> Aim of the exercise: Copy the records below exactly.

---+---

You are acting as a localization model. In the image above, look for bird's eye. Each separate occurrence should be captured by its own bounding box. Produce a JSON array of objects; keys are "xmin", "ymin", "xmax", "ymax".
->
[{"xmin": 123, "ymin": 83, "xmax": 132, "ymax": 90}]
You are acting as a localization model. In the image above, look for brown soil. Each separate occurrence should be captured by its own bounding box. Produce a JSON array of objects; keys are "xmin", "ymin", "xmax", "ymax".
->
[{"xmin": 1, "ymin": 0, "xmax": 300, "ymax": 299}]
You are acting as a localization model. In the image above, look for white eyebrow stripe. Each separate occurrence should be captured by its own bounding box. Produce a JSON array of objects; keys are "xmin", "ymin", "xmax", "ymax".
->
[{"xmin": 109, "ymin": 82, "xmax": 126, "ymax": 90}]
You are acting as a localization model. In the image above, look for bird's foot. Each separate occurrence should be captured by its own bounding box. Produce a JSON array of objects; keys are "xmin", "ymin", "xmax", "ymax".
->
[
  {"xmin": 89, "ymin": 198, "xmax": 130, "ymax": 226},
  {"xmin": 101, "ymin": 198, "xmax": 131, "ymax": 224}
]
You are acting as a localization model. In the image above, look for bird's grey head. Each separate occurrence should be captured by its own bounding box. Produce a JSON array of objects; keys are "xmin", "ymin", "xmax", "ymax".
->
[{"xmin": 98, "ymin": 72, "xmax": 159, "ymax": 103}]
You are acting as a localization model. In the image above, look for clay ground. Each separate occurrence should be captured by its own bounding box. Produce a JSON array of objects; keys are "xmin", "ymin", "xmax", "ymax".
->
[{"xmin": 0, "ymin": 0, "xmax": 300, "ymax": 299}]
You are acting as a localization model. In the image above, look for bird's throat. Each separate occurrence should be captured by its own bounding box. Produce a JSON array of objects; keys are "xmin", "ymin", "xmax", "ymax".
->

---+---

> Answer to this task:
You are acting as a localization model. In the image above, look for bird's eye. Each separate occurrence should be captured by its own bounding box. Produce a JSON array of objects; keys are "xmin", "ymin", "xmax", "ymax".
->
[{"xmin": 123, "ymin": 83, "xmax": 132, "ymax": 90}]
You are acting as a localization model. In the image above, look for brown soil. Each separate occurrence should be captured by its own bounding box. Produce a JSON array of objects; keys are "xmin", "ymin", "xmax", "ymax".
->
[{"xmin": 1, "ymin": 0, "xmax": 300, "ymax": 299}]
You are acting as a localization model. In the image above, look for white eyebrow stripe. Each separate occurrence should be captured by its own bounding box. Produce a JSON array of objects; keys are "xmin", "ymin", "xmax", "ymax".
->
[{"xmin": 109, "ymin": 82, "xmax": 126, "ymax": 90}]
You are acting as a localization model. In the image above, look for bird's foot. Each separate occurrence should be captured by its own bounding box. Produce a JSON array of objects; keys are "xmin", "ymin", "xmax", "ymax".
->
[
  {"xmin": 89, "ymin": 198, "xmax": 130, "ymax": 226},
  {"xmin": 101, "ymin": 198, "xmax": 131, "ymax": 224}
]
You are acting as a localization model. In the image above, look for bird's grey head. Each separate occurrence should be captured by its own bounding box. Produce a JSON array of objects; keys are "xmin", "ymin", "xmax", "ymax".
->
[{"xmin": 98, "ymin": 72, "xmax": 159, "ymax": 103}]
You are acting as a localization model. In the image above, look for clay ground. Each separate occurrence should be captured by its own bounding box. Produce a JSON array of objects; keys are "xmin", "ymin", "xmax", "ymax".
->
[{"xmin": 0, "ymin": 0, "xmax": 300, "ymax": 299}]
You are acting as a localization model. In the image above, look for bird's throat. Each separate occurrence should be captured by its own bounding box. Produce a JSON array of objects; keys are "xmin", "ymin", "xmax", "ymax".
->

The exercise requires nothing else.